**Work to be completed:** Starting with the line containing "Target: boulder" and going on through the line containing "Put a single dot on each instance of the grassy", return the lines of the data below exactly, and only those.

**The data:**
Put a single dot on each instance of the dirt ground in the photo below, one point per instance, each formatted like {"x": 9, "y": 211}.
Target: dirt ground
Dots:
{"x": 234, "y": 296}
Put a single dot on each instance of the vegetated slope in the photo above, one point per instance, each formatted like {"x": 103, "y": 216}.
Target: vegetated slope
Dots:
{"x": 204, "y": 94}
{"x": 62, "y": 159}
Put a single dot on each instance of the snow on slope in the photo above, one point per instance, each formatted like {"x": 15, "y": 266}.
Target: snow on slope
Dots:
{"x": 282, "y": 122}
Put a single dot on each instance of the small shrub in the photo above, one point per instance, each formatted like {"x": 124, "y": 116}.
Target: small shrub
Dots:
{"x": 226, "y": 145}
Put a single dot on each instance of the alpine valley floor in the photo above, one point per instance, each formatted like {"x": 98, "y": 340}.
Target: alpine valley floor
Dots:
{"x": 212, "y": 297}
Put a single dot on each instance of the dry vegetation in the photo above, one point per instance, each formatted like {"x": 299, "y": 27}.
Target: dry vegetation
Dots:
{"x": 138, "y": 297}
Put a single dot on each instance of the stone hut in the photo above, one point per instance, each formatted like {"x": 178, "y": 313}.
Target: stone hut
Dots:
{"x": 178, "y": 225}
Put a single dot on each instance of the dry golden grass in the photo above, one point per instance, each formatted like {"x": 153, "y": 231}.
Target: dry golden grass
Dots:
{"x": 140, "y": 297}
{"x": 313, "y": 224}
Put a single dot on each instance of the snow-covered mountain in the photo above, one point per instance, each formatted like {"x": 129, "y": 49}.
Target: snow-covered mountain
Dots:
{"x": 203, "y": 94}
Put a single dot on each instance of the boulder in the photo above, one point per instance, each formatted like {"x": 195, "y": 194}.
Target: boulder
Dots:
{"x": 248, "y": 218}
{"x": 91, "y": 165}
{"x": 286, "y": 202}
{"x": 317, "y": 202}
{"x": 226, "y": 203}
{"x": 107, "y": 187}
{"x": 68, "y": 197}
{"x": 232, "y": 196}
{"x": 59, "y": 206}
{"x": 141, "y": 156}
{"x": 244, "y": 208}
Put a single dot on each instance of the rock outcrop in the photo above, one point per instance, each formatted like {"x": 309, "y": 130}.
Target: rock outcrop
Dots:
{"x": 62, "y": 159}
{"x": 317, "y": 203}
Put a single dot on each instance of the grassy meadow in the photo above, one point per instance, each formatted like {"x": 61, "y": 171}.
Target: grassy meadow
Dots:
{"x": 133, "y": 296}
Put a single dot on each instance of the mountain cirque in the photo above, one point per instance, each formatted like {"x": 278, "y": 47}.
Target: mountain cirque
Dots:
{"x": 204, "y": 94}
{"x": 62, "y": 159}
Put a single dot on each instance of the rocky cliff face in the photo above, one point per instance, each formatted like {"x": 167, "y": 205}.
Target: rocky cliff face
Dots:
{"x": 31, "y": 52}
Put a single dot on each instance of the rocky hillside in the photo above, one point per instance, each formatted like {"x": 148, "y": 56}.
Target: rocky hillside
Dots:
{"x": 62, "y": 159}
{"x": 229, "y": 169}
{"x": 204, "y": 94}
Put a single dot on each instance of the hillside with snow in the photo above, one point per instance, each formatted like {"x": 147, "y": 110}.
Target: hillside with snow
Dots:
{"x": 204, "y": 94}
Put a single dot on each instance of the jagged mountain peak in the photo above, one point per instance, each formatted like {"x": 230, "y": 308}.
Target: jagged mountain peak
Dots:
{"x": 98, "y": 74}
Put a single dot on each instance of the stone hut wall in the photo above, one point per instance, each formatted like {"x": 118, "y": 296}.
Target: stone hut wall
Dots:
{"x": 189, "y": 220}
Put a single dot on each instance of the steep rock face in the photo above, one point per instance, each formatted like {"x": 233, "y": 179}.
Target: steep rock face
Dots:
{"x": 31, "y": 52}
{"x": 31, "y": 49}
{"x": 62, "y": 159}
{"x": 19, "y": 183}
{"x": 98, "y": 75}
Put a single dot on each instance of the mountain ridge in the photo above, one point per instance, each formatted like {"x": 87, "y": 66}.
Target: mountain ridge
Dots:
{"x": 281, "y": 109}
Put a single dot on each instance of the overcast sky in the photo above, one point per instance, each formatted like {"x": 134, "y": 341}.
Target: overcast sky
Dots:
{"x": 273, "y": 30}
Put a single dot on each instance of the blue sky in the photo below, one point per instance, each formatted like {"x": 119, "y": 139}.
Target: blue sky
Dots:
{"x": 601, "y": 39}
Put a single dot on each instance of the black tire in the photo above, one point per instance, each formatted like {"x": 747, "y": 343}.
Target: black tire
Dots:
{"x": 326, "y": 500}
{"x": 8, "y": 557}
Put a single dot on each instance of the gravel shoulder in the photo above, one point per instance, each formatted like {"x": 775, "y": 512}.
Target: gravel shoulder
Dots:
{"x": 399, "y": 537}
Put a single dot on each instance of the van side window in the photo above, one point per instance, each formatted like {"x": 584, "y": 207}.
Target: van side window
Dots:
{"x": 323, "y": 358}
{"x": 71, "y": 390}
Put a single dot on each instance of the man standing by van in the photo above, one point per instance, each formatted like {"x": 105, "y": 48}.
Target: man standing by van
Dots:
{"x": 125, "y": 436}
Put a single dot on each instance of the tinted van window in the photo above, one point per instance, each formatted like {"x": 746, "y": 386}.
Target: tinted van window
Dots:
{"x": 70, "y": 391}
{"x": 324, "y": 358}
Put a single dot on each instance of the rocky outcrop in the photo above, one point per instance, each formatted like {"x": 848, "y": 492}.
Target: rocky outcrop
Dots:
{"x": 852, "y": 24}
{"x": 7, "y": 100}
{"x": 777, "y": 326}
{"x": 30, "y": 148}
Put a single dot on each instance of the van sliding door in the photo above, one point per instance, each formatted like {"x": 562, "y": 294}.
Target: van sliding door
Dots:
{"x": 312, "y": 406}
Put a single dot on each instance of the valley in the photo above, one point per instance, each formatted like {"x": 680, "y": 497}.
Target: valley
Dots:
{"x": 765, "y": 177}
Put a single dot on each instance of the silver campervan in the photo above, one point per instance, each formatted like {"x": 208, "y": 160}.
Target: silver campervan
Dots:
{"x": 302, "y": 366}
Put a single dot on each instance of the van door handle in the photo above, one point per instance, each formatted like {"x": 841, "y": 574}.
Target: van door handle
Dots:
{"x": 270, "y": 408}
--
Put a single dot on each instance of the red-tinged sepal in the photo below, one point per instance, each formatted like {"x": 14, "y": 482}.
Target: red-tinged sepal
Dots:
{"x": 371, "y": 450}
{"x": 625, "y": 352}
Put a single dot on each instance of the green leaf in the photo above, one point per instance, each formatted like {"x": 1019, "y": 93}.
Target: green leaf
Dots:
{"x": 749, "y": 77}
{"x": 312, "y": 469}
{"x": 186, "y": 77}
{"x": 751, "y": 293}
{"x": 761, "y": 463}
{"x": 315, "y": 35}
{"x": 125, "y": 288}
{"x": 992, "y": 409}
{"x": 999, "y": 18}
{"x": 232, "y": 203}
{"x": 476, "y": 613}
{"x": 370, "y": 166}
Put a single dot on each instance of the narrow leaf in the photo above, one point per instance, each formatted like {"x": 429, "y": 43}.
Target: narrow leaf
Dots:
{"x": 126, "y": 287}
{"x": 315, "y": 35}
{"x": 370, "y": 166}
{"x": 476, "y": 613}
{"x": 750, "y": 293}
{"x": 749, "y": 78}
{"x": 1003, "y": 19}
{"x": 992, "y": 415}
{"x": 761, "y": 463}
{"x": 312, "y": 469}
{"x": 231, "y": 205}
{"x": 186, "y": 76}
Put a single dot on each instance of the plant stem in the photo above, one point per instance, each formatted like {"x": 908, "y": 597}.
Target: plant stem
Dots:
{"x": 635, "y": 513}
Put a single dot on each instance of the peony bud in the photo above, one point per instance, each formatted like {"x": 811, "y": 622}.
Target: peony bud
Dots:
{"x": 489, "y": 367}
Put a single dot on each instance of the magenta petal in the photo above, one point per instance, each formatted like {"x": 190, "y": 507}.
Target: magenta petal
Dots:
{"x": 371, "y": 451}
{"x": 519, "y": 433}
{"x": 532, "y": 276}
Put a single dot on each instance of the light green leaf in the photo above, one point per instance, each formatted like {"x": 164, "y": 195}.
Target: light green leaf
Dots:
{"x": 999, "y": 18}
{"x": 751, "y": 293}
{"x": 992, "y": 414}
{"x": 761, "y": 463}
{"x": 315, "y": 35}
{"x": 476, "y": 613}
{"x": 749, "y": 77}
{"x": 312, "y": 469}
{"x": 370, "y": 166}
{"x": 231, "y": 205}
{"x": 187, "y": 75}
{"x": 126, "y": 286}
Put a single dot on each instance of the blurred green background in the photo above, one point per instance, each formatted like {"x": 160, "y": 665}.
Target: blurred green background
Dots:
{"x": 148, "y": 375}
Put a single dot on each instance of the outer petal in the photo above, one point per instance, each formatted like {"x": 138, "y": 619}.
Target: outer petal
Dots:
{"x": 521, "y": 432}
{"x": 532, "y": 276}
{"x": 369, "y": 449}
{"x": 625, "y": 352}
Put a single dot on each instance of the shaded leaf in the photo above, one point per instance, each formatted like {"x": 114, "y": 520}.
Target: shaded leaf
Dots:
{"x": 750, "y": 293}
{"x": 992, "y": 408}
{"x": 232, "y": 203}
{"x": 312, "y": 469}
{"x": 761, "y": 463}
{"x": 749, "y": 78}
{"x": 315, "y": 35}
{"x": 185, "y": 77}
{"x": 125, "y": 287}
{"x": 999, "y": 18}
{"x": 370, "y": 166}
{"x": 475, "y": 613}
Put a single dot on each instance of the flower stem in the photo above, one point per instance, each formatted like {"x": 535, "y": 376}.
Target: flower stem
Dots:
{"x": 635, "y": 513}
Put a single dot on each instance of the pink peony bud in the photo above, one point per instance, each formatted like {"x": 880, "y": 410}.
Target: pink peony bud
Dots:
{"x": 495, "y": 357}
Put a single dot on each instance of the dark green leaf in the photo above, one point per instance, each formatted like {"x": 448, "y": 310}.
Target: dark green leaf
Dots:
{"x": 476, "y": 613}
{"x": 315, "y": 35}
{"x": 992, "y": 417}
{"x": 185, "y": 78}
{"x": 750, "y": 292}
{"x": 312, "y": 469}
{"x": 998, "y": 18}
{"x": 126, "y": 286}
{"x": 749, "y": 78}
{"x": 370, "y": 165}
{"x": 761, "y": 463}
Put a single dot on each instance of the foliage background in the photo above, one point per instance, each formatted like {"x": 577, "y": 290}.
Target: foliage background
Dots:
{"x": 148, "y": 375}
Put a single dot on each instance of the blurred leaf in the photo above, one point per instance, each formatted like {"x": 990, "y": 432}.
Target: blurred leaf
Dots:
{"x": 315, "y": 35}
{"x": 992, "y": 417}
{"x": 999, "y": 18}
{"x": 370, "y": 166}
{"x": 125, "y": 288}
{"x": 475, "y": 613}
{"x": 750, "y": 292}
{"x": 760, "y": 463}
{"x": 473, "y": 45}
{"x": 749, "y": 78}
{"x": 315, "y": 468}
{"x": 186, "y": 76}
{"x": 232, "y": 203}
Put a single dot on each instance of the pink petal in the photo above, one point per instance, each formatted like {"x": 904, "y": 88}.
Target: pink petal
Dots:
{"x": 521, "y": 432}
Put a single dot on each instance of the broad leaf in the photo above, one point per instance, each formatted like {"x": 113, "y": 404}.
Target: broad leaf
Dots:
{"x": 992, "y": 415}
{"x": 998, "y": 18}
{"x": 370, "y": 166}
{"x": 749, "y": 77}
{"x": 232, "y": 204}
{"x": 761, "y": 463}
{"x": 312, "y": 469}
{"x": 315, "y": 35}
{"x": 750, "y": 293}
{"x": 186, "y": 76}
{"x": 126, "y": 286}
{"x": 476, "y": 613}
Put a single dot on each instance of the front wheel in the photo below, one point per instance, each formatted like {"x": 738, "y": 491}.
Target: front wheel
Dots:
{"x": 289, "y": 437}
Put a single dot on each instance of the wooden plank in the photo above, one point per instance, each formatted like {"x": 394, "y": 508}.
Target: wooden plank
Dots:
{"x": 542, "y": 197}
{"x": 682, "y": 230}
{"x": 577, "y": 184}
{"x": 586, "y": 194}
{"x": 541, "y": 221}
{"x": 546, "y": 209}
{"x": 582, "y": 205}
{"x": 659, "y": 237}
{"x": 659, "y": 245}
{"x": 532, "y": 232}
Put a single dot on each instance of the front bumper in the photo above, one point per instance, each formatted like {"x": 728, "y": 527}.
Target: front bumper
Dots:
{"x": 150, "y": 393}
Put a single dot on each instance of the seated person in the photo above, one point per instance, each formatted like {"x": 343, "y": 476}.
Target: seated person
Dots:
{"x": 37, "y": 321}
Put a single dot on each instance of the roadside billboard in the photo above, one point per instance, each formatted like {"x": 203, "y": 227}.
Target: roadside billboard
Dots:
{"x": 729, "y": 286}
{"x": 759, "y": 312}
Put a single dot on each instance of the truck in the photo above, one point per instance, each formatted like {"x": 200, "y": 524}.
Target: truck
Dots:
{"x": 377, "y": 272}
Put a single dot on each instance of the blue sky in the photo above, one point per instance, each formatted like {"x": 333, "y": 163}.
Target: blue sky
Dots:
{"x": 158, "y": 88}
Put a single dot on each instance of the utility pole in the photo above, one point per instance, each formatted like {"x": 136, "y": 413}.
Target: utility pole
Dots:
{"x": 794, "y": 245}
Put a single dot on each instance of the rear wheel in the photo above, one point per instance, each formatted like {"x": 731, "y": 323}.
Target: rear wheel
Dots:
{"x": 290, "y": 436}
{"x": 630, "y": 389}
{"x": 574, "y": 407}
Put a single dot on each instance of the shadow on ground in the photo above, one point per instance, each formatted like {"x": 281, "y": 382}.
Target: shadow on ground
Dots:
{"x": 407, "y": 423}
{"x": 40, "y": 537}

**Exercise solution:**
Target: boulder
Dots:
{"x": 248, "y": 218}
{"x": 91, "y": 165}
{"x": 286, "y": 202}
{"x": 317, "y": 202}
{"x": 226, "y": 203}
{"x": 107, "y": 187}
{"x": 68, "y": 197}
{"x": 232, "y": 196}
{"x": 59, "y": 206}
{"x": 141, "y": 156}
{"x": 244, "y": 208}
Put a single dot on each instance of the rock outcrop in the photo above, one point per instance, each formatted like {"x": 309, "y": 130}.
Target: rock outcrop
Dots:
{"x": 62, "y": 159}
{"x": 317, "y": 203}
Put a single dot on each instance of the grassy meadow in the photo above, one point per instance, each formatted like {"x": 61, "y": 171}.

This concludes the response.